Exercise data:
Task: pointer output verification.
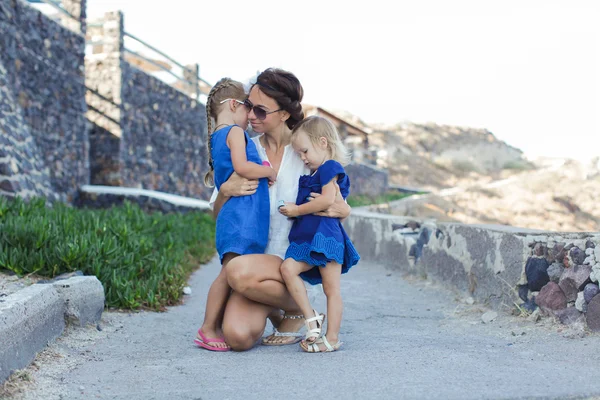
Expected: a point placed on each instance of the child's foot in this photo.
(314, 326)
(321, 345)
(287, 331)
(210, 340)
(275, 317)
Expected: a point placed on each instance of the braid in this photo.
(222, 84)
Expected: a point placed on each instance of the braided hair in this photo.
(226, 88)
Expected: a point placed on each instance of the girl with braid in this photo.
(258, 290)
(243, 222)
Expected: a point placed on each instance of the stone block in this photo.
(574, 279)
(29, 320)
(83, 297)
(551, 297)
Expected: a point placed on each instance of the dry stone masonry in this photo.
(44, 146)
(500, 266)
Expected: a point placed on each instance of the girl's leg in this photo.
(244, 321)
(215, 304)
(331, 275)
(258, 278)
(290, 271)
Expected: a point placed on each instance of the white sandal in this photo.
(314, 347)
(297, 336)
(315, 333)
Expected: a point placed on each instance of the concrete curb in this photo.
(35, 316)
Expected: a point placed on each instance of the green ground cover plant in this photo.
(143, 260)
(365, 200)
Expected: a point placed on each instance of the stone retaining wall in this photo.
(503, 267)
(146, 134)
(42, 105)
(163, 136)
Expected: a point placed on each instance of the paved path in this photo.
(403, 340)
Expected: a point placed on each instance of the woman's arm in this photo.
(321, 203)
(236, 140)
(235, 186)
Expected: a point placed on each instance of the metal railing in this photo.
(196, 84)
(57, 6)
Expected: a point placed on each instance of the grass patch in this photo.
(143, 260)
(365, 200)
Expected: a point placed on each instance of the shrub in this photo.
(365, 200)
(142, 260)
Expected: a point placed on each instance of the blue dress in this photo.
(318, 240)
(243, 222)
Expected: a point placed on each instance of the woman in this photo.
(259, 290)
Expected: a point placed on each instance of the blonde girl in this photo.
(243, 222)
(320, 250)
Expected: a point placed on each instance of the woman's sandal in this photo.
(297, 336)
(315, 333)
(314, 347)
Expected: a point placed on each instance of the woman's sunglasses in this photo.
(260, 113)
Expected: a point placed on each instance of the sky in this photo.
(527, 70)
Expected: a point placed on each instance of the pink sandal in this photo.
(204, 343)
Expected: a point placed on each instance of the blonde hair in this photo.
(226, 88)
(317, 127)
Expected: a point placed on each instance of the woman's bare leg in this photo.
(258, 278)
(290, 271)
(244, 322)
(215, 304)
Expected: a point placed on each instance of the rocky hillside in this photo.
(476, 178)
(438, 156)
(559, 195)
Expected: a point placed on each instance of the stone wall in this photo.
(146, 134)
(164, 131)
(42, 117)
(367, 179)
(506, 268)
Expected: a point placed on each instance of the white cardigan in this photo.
(286, 189)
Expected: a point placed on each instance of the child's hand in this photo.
(290, 210)
(272, 178)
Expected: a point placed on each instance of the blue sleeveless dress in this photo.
(318, 240)
(243, 222)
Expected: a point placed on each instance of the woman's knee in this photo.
(288, 270)
(239, 274)
(239, 339)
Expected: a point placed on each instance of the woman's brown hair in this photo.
(283, 87)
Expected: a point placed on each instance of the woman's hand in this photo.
(290, 210)
(339, 209)
(237, 186)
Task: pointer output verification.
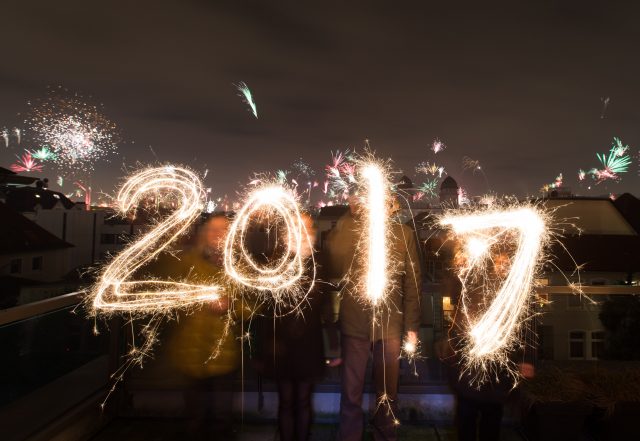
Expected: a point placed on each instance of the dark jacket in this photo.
(400, 312)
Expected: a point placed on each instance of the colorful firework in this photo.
(26, 163)
(245, 93)
(437, 146)
(618, 148)
(78, 133)
(43, 154)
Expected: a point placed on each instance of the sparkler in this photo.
(114, 290)
(247, 96)
(26, 163)
(493, 331)
(283, 279)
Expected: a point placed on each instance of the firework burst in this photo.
(26, 163)
(77, 133)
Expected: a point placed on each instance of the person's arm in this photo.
(412, 286)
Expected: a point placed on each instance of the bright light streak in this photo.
(115, 291)
(377, 199)
(282, 279)
(493, 331)
(248, 97)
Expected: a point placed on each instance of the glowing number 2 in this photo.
(114, 290)
(491, 333)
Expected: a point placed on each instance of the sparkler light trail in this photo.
(283, 279)
(605, 104)
(77, 132)
(115, 291)
(245, 93)
(492, 332)
(43, 154)
(377, 202)
(26, 163)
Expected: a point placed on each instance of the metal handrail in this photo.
(29, 310)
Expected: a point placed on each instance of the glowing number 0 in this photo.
(114, 290)
(285, 274)
(491, 333)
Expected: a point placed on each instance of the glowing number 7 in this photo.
(490, 335)
(115, 291)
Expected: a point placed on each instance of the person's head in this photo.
(213, 233)
(309, 225)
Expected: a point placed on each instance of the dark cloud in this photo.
(514, 85)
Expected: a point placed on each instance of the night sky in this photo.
(517, 87)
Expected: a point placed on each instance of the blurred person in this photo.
(198, 333)
(292, 350)
(479, 407)
(362, 334)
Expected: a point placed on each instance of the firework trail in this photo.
(605, 104)
(26, 163)
(76, 132)
(245, 93)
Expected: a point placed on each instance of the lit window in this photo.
(597, 344)
(15, 266)
(576, 344)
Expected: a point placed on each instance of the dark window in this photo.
(16, 266)
(576, 344)
(36, 263)
(597, 344)
(108, 239)
(574, 301)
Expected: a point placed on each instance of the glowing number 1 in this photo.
(491, 333)
(115, 291)
(376, 243)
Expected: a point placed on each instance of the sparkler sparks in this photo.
(114, 290)
(492, 331)
(26, 163)
(245, 93)
(282, 280)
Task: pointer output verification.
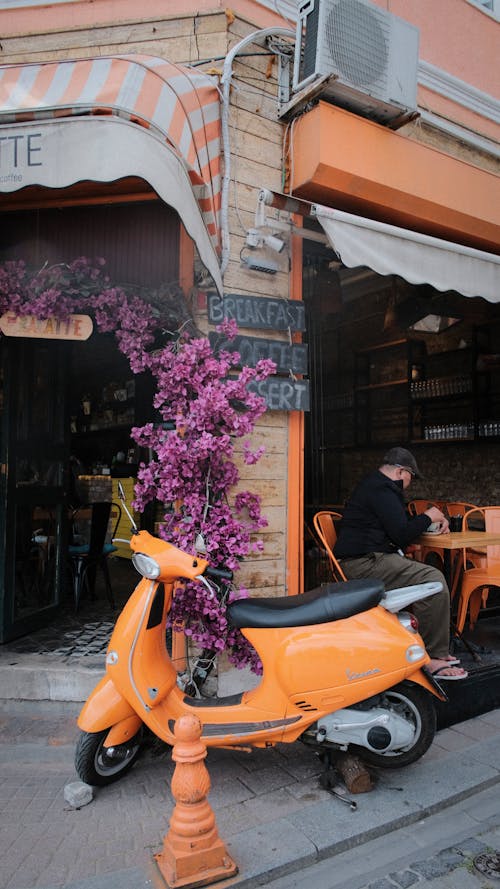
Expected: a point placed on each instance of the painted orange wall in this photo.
(59, 17)
(357, 165)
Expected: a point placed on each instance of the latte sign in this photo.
(75, 327)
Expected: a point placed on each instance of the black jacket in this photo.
(375, 519)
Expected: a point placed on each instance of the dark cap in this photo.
(405, 459)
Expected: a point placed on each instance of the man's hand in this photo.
(437, 516)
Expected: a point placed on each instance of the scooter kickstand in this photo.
(329, 782)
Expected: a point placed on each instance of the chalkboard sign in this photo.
(281, 394)
(256, 312)
(286, 356)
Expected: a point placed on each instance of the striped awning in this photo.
(173, 103)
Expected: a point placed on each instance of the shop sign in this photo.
(282, 394)
(75, 327)
(259, 312)
(286, 356)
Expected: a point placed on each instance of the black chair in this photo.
(87, 557)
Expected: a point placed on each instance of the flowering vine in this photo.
(204, 405)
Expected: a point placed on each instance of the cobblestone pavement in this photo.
(469, 862)
(284, 831)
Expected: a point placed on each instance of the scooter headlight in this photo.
(146, 566)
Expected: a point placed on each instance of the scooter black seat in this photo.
(332, 601)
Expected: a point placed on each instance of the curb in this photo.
(44, 678)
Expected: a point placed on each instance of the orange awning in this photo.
(341, 160)
(169, 133)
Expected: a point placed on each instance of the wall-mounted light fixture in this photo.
(259, 263)
(256, 238)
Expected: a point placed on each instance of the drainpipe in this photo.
(258, 37)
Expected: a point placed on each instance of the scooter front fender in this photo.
(423, 678)
(106, 707)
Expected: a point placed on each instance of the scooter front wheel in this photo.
(99, 766)
(416, 706)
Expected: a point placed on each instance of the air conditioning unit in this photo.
(369, 56)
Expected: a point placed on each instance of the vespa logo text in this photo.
(352, 676)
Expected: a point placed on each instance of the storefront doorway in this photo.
(34, 482)
(68, 407)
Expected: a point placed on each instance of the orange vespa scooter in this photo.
(342, 668)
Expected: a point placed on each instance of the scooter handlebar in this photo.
(218, 573)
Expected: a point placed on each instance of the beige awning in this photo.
(418, 258)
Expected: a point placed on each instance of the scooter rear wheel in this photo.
(98, 767)
(415, 704)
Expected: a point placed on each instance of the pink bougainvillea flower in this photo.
(203, 405)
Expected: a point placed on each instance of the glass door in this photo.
(33, 484)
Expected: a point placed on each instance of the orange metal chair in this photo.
(323, 522)
(476, 582)
(475, 557)
(457, 508)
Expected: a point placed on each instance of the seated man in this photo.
(372, 536)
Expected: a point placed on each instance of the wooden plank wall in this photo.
(256, 162)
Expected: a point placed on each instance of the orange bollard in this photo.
(193, 853)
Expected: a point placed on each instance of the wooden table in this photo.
(454, 541)
(458, 540)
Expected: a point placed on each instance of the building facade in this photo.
(192, 147)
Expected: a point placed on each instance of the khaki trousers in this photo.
(433, 613)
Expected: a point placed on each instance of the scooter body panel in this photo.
(104, 708)
(308, 673)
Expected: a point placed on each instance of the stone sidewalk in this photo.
(275, 820)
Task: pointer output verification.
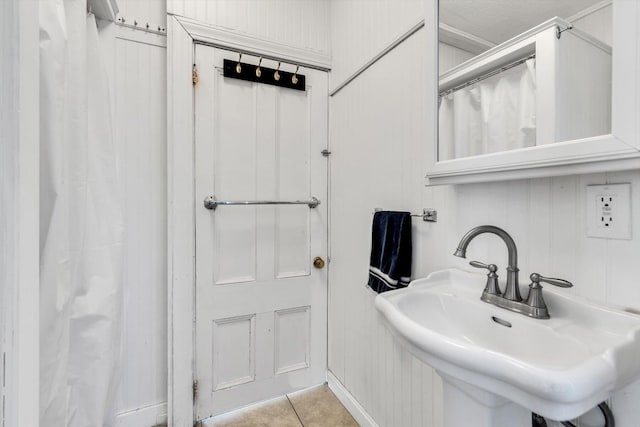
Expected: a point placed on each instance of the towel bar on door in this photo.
(210, 202)
(428, 215)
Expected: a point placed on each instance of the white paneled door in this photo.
(261, 305)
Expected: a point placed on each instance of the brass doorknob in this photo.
(318, 262)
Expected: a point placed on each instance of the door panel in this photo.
(260, 306)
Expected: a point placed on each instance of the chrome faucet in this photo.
(511, 299)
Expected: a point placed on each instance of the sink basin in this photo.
(559, 367)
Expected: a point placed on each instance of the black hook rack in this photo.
(266, 75)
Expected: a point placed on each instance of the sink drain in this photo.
(499, 321)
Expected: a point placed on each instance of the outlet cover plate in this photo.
(608, 209)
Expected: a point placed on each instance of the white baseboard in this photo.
(146, 416)
(348, 401)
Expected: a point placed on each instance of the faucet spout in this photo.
(512, 291)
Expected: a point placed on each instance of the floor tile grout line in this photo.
(294, 410)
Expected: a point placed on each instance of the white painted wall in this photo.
(140, 103)
(379, 125)
(361, 29)
(138, 84)
(296, 23)
(19, 218)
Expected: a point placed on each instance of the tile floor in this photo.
(316, 407)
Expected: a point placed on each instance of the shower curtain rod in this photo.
(487, 75)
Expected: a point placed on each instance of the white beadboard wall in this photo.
(138, 79)
(297, 23)
(360, 30)
(153, 12)
(140, 101)
(380, 126)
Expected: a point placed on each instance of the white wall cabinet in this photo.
(614, 151)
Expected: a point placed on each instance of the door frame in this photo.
(182, 35)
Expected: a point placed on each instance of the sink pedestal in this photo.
(467, 405)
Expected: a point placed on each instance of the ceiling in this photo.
(500, 20)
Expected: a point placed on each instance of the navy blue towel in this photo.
(391, 249)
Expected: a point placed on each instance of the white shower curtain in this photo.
(80, 224)
(495, 114)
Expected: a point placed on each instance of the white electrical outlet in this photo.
(609, 211)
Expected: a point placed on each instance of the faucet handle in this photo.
(536, 279)
(491, 267)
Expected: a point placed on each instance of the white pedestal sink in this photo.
(499, 366)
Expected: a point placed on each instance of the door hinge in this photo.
(194, 75)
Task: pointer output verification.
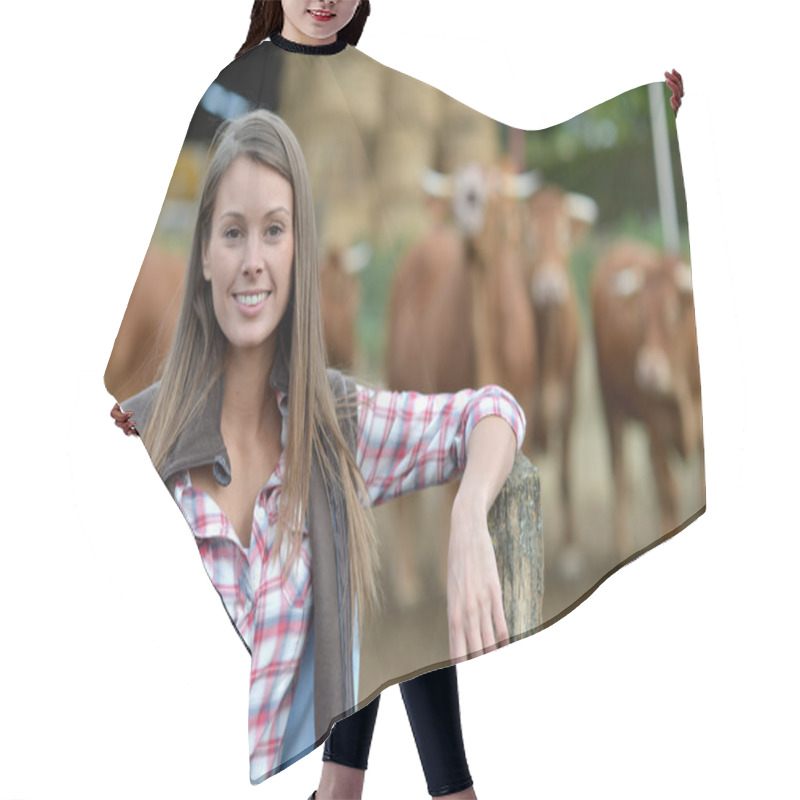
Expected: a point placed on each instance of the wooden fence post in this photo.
(515, 526)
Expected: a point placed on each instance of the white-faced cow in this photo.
(646, 343)
(556, 220)
(460, 314)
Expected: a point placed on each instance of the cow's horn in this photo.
(522, 185)
(356, 257)
(683, 277)
(582, 207)
(436, 184)
(627, 282)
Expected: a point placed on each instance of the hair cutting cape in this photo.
(458, 252)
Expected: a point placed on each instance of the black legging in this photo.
(432, 706)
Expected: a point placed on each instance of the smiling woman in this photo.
(275, 464)
(248, 256)
(316, 21)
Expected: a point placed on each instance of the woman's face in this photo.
(315, 22)
(248, 256)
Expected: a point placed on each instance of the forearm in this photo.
(491, 448)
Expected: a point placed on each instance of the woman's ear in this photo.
(206, 270)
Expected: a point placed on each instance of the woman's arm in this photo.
(474, 600)
(409, 441)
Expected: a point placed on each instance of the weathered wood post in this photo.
(515, 525)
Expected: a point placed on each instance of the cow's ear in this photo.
(582, 212)
(628, 282)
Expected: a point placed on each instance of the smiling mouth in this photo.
(323, 16)
(252, 298)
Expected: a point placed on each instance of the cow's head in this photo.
(556, 221)
(660, 292)
(474, 189)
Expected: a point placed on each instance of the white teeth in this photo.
(251, 299)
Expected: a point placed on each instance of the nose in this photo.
(253, 264)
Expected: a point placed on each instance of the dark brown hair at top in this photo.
(266, 19)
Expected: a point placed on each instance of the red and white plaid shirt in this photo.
(406, 441)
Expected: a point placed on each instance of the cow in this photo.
(646, 348)
(340, 299)
(459, 313)
(556, 219)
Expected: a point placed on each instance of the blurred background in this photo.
(436, 275)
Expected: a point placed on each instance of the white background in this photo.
(121, 676)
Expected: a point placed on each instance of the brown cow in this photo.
(646, 343)
(557, 219)
(459, 312)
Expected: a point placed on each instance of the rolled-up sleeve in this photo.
(409, 441)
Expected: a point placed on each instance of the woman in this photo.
(243, 427)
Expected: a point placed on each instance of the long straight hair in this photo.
(196, 358)
(266, 19)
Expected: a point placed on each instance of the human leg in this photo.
(432, 706)
(344, 759)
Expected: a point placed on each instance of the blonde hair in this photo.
(196, 357)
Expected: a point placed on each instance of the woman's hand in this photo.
(474, 600)
(124, 420)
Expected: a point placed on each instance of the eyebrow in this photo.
(271, 211)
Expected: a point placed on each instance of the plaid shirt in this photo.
(406, 441)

What the task asks: Copy out the line holding "Expected: a point placed on each instance of the eyebrow" along with all lines after it through the end of the entries, exactly and only these.

Response to the exercise:
Expected: a point placed on each instance of the eyebrow in this photo.
(271, 211)
Expected: a point placed on each instance of the plaid shirt in this photo.
(406, 441)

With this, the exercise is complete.